• TASK DIRECTIONS:
Reproduce all of the rows below word for word, leaving the pictures out of your answer.

#### EXERCISE INPUT ####

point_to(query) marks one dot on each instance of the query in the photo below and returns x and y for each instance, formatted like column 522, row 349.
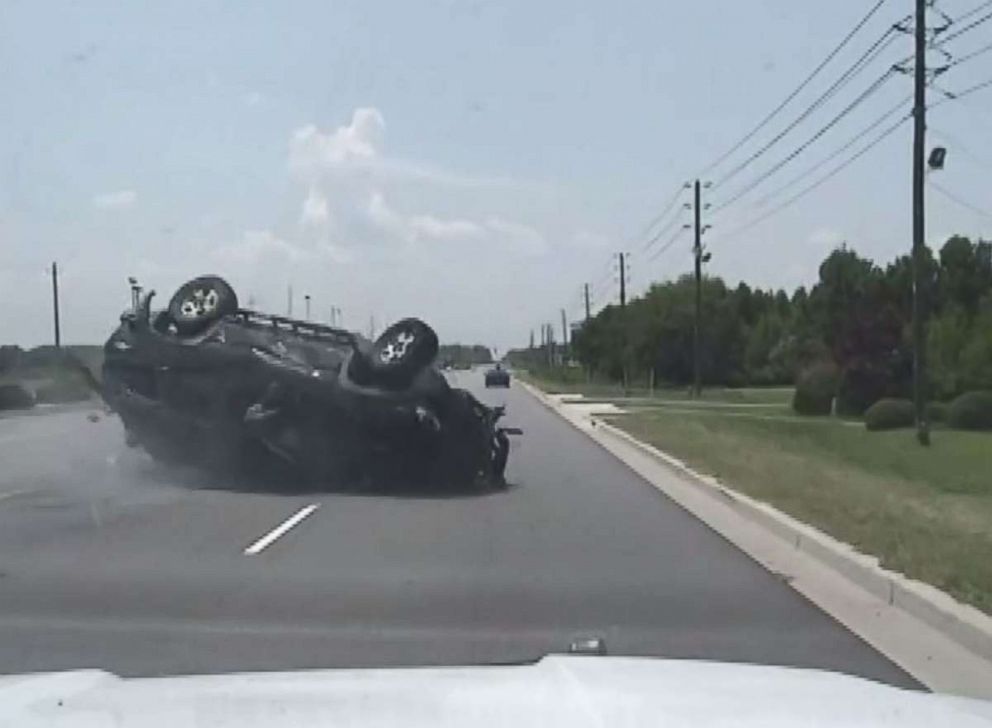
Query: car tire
column 402, row 351
column 200, row 302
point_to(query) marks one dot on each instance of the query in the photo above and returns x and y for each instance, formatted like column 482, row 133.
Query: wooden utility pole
column 55, row 304
column 697, row 250
column 623, row 281
column 919, row 244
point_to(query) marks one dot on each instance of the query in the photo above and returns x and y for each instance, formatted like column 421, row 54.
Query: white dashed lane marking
column 281, row 530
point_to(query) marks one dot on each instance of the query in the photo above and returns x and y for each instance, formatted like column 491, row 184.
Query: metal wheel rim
column 199, row 302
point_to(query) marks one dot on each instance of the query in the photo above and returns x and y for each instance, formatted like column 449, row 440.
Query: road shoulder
column 946, row 645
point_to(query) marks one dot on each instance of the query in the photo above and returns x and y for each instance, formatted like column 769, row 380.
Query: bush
column 859, row 388
column 815, row 389
column 936, row 411
column 971, row 411
column 14, row 396
column 890, row 414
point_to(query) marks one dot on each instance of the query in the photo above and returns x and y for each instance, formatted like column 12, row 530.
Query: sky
column 474, row 163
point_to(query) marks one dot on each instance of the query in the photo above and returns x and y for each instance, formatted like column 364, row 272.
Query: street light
column 936, row 159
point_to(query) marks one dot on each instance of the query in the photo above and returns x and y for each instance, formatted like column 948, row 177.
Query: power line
column 660, row 234
column 669, row 243
column 968, row 56
column 661, row 215
column 964, row 203
column 875, row 85
column 966, row 29
column 977, row 9
column 795, row 92
column 837, row 152
column 954, row 96
column 860, row 64
column 822, row 180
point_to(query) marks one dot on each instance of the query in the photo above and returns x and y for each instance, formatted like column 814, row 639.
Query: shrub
column 890, row 414
column 815, row 388
column 936, row 411
column 971, row 411
column 859, row 388
column 14, row 396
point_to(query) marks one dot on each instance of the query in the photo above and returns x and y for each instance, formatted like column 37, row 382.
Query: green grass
column 574, row 383
column 924, row 512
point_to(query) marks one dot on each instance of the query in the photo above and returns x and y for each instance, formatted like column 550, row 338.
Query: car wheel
column 501, row 453
column 201, row 302
column 401, row 352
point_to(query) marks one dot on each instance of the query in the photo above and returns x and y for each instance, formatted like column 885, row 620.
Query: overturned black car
column 209, row 383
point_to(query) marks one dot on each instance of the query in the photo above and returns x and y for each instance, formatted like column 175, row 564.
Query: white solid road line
column 280, row 530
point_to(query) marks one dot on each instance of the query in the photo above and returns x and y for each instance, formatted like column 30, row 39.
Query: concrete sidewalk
column 946, row 645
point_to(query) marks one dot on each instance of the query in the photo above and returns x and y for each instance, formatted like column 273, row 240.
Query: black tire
column 200, row 302
column 501, row 453
column 402, row 351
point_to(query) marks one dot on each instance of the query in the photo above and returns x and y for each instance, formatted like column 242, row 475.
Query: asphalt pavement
column 110, row 560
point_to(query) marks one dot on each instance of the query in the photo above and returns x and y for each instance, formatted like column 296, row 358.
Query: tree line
column 856, row 318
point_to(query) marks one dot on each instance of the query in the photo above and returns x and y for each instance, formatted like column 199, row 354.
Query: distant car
column 497, row 377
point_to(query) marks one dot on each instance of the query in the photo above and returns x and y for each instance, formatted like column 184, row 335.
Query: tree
column 961, row 277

####

• RESULT:
point_to(query) marks one dot on each instance of the query in the photo below and returns x and y for each instance, formatted like column 522, row 349.
Query: car tire
column 402, row 351
column 200, row 302
point_to(query) marks one dot on each instance of the query in the photo above and returns x and y for each instance, formatted like column 482, row 133.
Query: wooden utility pole
column 55, row 304
column 697, row 250
column 623, row 281
column 919, row 244
point_to(query) marks one dot on each instance of the query in the photo above and returns x and y for each instance, formatted like column 421, row 54.
Query: white dashed lane marking
column 281, row 530
point_to(query) marks one dot on each instance of the query in the photo above and returns x and y for each instance, formatted like column 491, row 184.
Query: metal wheel rim
column 199, row 302
point_to(query) marks one dot on each instance of the query in the photo above and returns x and y for each instance, formatted like column 449, row 440.
Query: road shoulder
column 946, row 645
point_to(query) marks one dot on each instance of the query in the photo above and returns x and y for each instance, formatted like column 769, row 380.
Query: bush
column 859, row 388
column 815, row 389
column 936, row 411
column 971, row 411
column 14, row 396
column 890, row 414
point_to(query) marks one dot on each instance of the query in the photo above and returns x and y for each instance, formatted like column 12, row 530.
Query: sky
column 474, row 163
point_to(query) marks one dot on each instance of the query in the photo above and returns x and y for each instance, formatted like column 364, row 272.
Query: street light
column 936, row 159
point_to(query) marks one dot on each instance of the query in the photo above and returns x and y for each instance, formatted like column 948, row 177.
Query: power line
column 660, row 234
column 669, row 243
column 968, row 56
column 661, row 215
column 964, row 203
column 875, row 85
column 966, row 29
column 977, row 9
column 795, row 92
column 837, row 152
column 954, row 96
column 860, row 64
column 822, row 180
point_to(query) marks one dot on each instance of the query in the photo above and returns x and y for each instance, formatted like column 814, row 639.
Query: shrub
column 890, row 414
column 815, row 388
column 936, row 411
column 971, row 411
column 859, row 388
column 14, row 396
point_to(query) marks one dot on each instance of the query in the photo above and returns x and y for each instance, formatted like column 37, row 382.
Query: green grass
column 574, row 383
column 924, row 512
point_to(query) marks one dot on each instance of the query in the photo above and returns x and y for each instance, formatted like column 550, row 338.
Query: car wheel
column 501, row 453
column 201, row 302
column 401, row 352
point_to(query) marks one dot on each instance of the query in the photo above and returns x and y for each instance, formatted like column 885, row 620.
Query: overturned black car
column 209, row 383
point_to(query) marks one dot on each instance of the query in the photo above and returns x and y for each instance, formatted like column 175, row 564.
Query: white solid road line
column 280, row 530
point_to(query) marks one dot on each instance of the query in the photo above and returns x and y for each instance, formatted like column 30, row 39.
Query: concrete sidewalk
column 946, row 645
point_to(query) marks one dot on each instance of the query in the photo above and returns x and y for each instance, formatted like column 273, row 240.
Query: black tire
column 200, row 302
column 501, row 453
column 402, row 351
point_to(query) marks one dot on each instance of the query in the photo above and returns x and y for each instance, formatted like column 242, row 475.
Query: asphalt pavement
column 110, row 560
point_to(query) marks one dot on each instance of the query in the photo above and returns x and y for each instance, formatted like column 296, row 358.
Query: tree line
column 856, row 318
point_to(query) marks one dot on each instance of the query in the photo above and returns x and y for each instance, formatted like column 199, row 354.
Query: distant car
column 497, row 377
point_to(query) marks one dot on each instance of the query in the photo above and returns x and y for each instance, formatted like column 184, row 335.
Query: tree
column 961, row 277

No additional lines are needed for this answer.